WHAT YOU WILL DO>
In your copy of the data below, reproduce every entry exactly and omit the pictures.
>>
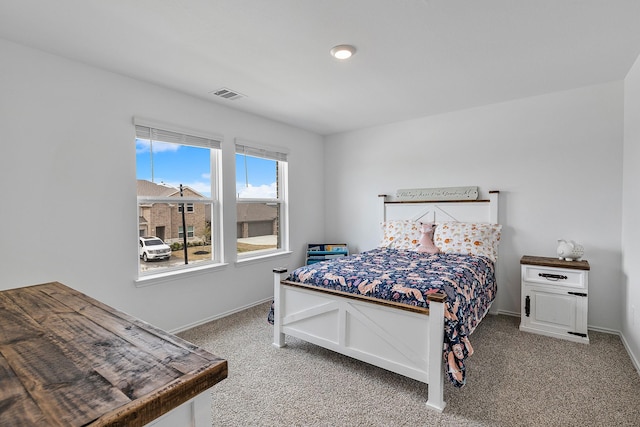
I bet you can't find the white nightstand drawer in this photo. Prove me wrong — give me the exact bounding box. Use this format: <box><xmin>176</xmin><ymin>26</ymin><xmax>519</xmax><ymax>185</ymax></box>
<box><xmin>522</xmin><ymin>265</ymin><xmax>586</xmax><ymax>289</ymax></box>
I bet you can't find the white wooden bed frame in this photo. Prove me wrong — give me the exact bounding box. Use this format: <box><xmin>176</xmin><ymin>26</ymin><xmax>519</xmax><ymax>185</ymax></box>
<box><xmin>272</xmin><ymin>191</ymin><xmax>499</xmax><ymax>412</ymax></box>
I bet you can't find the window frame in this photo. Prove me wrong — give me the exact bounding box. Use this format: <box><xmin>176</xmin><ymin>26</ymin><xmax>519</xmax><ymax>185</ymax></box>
<box><xmin>134</xmin><ymin>117</ymin><xmax>224</xmax><ymax>280</ymax></box>
<box><xmin>235</xmin><ymin>140</ymin><xmax>289</xmax><ymax>261</ymax></box>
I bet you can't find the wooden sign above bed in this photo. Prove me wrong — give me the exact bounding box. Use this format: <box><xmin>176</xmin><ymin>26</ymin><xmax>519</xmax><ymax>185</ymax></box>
<box><xmin>395</xmin><ymin>186</ymin><xmax>478</xmax><ymax>201</ymax></box>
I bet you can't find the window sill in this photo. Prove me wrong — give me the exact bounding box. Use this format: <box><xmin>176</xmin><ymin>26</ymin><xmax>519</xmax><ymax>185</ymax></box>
<box><xmin>235</xmin><ymin>250</ymin><xmax>292</xmax><ymax>267</ymax></box>
<box><xmin>135</xmin><ymin>262</ymin><xmax>228</xmax><ymax>288</ymax></box>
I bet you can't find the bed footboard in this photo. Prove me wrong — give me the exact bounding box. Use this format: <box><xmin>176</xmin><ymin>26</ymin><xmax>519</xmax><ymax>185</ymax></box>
<box><xmin>272</xmin><ymin>268</ymin><xmax>446</xmax><ymax>412</ymax></box>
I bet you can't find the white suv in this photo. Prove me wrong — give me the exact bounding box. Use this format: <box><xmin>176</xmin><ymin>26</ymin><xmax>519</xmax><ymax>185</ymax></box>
<box><xmin>139</xmin><ymin>236</ymin><xmax>171</xmax><ymax>261</ymax></box>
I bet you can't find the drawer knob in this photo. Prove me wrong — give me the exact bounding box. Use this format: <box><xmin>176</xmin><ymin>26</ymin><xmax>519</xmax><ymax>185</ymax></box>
<box><xmin>538</xmin><ymin>273</ymin><xmax>568</xmax><ymax>281</ymax></box>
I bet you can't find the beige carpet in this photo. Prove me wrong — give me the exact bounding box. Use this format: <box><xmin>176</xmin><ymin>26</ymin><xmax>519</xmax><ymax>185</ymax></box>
<box><xmin>178</xmin><ymin>302</ymin><xmax>640</xmax><ymax>426</ymax></box>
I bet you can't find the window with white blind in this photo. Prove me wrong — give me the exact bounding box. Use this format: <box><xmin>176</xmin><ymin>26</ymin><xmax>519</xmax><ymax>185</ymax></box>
<box><xmin>235</xmin><ymin>141</ymin><xmax>288</xmax><ymax>259</ymax></box>
<box><xmin>135</xmin><ymin>118</ymin><xmax>222</xmax><ymax>277</ymax></box>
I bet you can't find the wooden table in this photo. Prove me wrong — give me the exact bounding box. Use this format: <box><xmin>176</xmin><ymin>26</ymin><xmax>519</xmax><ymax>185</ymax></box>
<box><xmin>0</xmin><ymin>282</ymin><xmax>227</xmax><ymax>426</ymax></box>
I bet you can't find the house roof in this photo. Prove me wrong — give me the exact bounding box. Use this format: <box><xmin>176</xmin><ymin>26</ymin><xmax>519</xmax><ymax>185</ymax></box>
<box><xmin>137</xmin><ymin>180</ymin><xmax>204</xmax><ymax>198</ymax></box>
<box><xmin>137</xmin><ymin>180</ymin><xmax>177</xmax><ymax>197</ymax></box>
<box><xmin>1</xmin><ymin>1</ymin><xmax>639</xmax><ymax>135</ymax></box>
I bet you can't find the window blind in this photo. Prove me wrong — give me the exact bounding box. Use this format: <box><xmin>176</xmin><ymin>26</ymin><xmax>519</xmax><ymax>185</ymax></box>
<box><xmin>235</xmin><ymin>143</ymin><xmax>287</xmax><ymax>162</ymax></box>
<box><xmin>135</xmin><ymin>125</ymin><xmax>221</xmax><ymax>150</ymax></box>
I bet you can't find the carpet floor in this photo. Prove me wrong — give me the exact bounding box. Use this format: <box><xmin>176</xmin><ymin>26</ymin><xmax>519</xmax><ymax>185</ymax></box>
<box><xmin>178</xmin><ymin>302</ymin><xmax>640</xmax><ymax>426</ymax></box>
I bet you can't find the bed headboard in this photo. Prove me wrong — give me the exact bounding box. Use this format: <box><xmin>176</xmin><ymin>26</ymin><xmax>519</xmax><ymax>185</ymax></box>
<box><xmin>378</xmin><ymin>190</ymin><xmax>499</xmax><ymax>225</ymax></box>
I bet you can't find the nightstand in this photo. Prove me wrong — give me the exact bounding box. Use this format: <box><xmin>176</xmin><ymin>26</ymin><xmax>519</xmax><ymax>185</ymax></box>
<box><xmin>519</xmin><ymin>255</ymin><xmax>590</xmax><ymax>344</ymax></box>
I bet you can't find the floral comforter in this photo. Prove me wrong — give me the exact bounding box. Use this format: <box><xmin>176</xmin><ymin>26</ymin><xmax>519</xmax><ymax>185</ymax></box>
<box><xmin>272</xmin><ymin>247</ymin><xmax>496</xmax><ymax>387</ymax></box>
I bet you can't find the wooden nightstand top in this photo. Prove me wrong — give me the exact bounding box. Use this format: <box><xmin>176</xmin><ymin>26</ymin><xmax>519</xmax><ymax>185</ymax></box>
<box><xmin>520</xmin><ymin>255</ymin><xmax>590</xmax><ymax>271</ymax></box>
<<
ANSWER TO THIS PROBLEM>
I bet you can't find the white nightstand drawer in this photo. Prove me wrong — give me the exact bounding box. Use this format: <box><xmin>176</xmin><ymin>26</ymin><xmax>519</xmax><ymax>185</ymax></box>
<box><xmin>522</xmin><ymin>265</ymin><xmax>586</xmax><ymax>289</ymax></box>
I bet you can't find the white wooden bed frame in this photo. Prove me wrong — give me the exact bounding box. Use this format: <box><xmin>176</xmin><ymin>26</ymin><xmax>519</xmax><ymax>185</ymax></box>
<box><xmin>272</xmin><ymin>191</ymin><xmax>499</xmax><ymax>412</ymax></box>
I bet you can't find the window frame in this photo. Prove me wrong — give me the exact bounding box. Use this format: <box><xmin>176</xmin><ymin>26</ymin><xmax>519</xmax><ymax>185</ymax></box>
<box><xmin>134</xmin><ymin>117</ymin><xmax>224</xmax><ymax>280</ymax></box>
<box><xmin>235</xmin><ymin>140</ymin><xmax>289</xmax><ymax>261</ymax></box>
I bet you can't find the wooden sign above bed in this photo. Prove me wrong — give me the exact bounding box. Use this format: <box><xmin>176</xmin><ymin>26</ymin><xmax>519</xmax><ymax>185</ymax></box>
<box><xmin>395</xmin><ymin>186</ymin><xmax>478</xmax><ymax>201</ymax></box>
I bet you can't find the window sill in this photo. Prove me wrong — give me the exact bounding box. Use this format: <box><xmin>176</xmin><ymin>26</ymin><xmax>519</xmax><ymax>185</ymax></box>
<box><xmin>235</xmin><ymin>250</ymin><xmax>292</xmax><ymax>267</ymax></box>
<box><xmin>135</xmin><ymin>262</ymin><xmax>228</xmax><ymax>288</ymax></box>
I bet you can't find the bed footboard in this photo. Prove me wrong — give me the exact bounding box. Use this format: <box><xmin>176</xmin><ymin>26</ymin><xmax>519</xmax><ymax>185</ymax></box>
<box><xmin>272</xmin><ymin>268</ymin><xmax>446</xmax><ymax>412</ymax></box>
I bet you can't find the white suv in this photo. Prove me wrong — give me the exact bounding box. Use this format: <box><xmin>176</xmin><ymin>26</ymin><xmax>519</xmax><ymax>185</ymax></box>
<box><xmin>139</xmin><ymin>236</ymin><xmax>171</xmax><ymax>261</ymax></box>
I bet you can't find the drawer knob in this photo. Prove me wrong — give me the exact bounding box. Use this format: <box><xmin>176</xmin><ymin>26</ymin><xmax>519</xmax><ymax>185</ymax></box>
<box><xmin>538</xmin><ymin>273</ymin><xmax>568</xmax><ymax>281</ymax></box>
I bet you can't find the beige carpet in this photo. Prove me wrong — give me the exact bounding box. Use this format: <box><xmin>176</xmin><ymin>26</ymin><xmax>519</xmax><ymax>185</ymax></box>
<box><xmin>178</xmin><ymin>302</ymin><xmax>640</xmax><ymax>426</ymax></box>
I bet you can't find the window with white blind in this photo. Prove me wrong — give me the exact bounding box. Use this format: <box><xmin>176</xmin><ymin>26</ymin><xmax>519</xmax><ymax>185</ymax></box>
<box><xmin>235</xmin><ymin>141</ymin><xmax>288</xmax><ymax>259</ymax></box>
<box><xmin>135</xmin><ymin>118</ymin><xmax>222</xmax><ymax>277</ymax></box>
I bet you can't find the wooden table in this photo. Prove me wrong — give me the exact bounding box. Use this format: <box><xmin>176</xmin><ymin>26</ymin><xmax>519</xmax><ymax>185</ymax></box>
<box><xmin>0</xmin><ymin>282</ymin><xmax>227</xmax><ymax>426</ymax></box>
I bet you can't find the house roof in this photo. Prove me wrong — give me the exact bounding box. Use this format: <box><xmin>176</xmin><ymin>26</ymin><xmax>519</xmax><ymax>185</ymax></box>
<box><xmin>137</xmin><ymin>180</ymin><xmax>204</xmax><ymax>198</ymax></box>
<box><xmin>137</xmin><ymin>180</ymin><xmax>177</xmax><ymax>197</ymax></box>
<box><xmin>1</xmin><ymin>1</ymin><xmax>639</xmax><ymax>135</ymax></box>
I bet you can't find the window blind in this photo. Prove me wrong — give me the exact bounding box. Use this format: <box><xmin>176</xmin><ymin>26</ymin><xmax>519</xmax><ymax>185</ymax></box>
<box><xmin>235</xmin><ymin>143</ymin><xmax>287</xmax><ymax>162</ymax></box>
<box><xmin>135</xmin><ymin>125</ymin><xmax>221</xmax><ymax>150</ymax></box>
I bet you can't find the carpet floor in this photo. Prove me wrong — give me the exact bounding box. Use this format: <box><xmin>176</xmin><ymin>26</ymin><xmax>519</xmax><ymax>185</ymax></box>
<box><xmin>178</xmin><ymin>302</ymin><xmax>640</xmax><ymax>426</ymax></box>
I bet you can't find the bed headboard in this photo. Prove me wrong — give me the exact bounding box. Use this format: <box><xmin>176</xmin><ymin>26</ymin><xmax>519</xmax><ymax>185</ymax></box>
<box><xmin>378</xmin><ymin>190</ymin><xmax>499</xmax><ymax>225</ymax></box>
I bet you can't find the nightstand in this photo. Prove me wrong — give me the exact bounding box. Use this format: <box><xmin>176</xmin><ymin>26</ymin><xmax>519</xmax><ymax>185</ymax></box>
<box><xmin>519</xmin><ymin>255</ymin><xmax>590</xmax><ymax>344</ymax></box>
I bet you can't find the floral comforter in this photo. Prove me wrong — give me the exact bounding box. Use this format: <box><xmin>176</xmin><ymin>26</ymin><xmax>519</xmax><ymax>185</ymax></box>
<box><xmin>272</xmin><ymin>247</ymin><xmax>496</xmax><ymax>387</ymax></box>
I bet you can't find the wooden nightstand top in this photo. Prove me wrong — give me the exact bounding box. Use this format: <box><xmin>176</xmin><ymin>26</ymin><xmax>519</xmax><ymax>185</ymax></box>
<box><xmin>520</xmin><ymin>255</ymin><xmax>590</xmax><ymax>271</ymax></box>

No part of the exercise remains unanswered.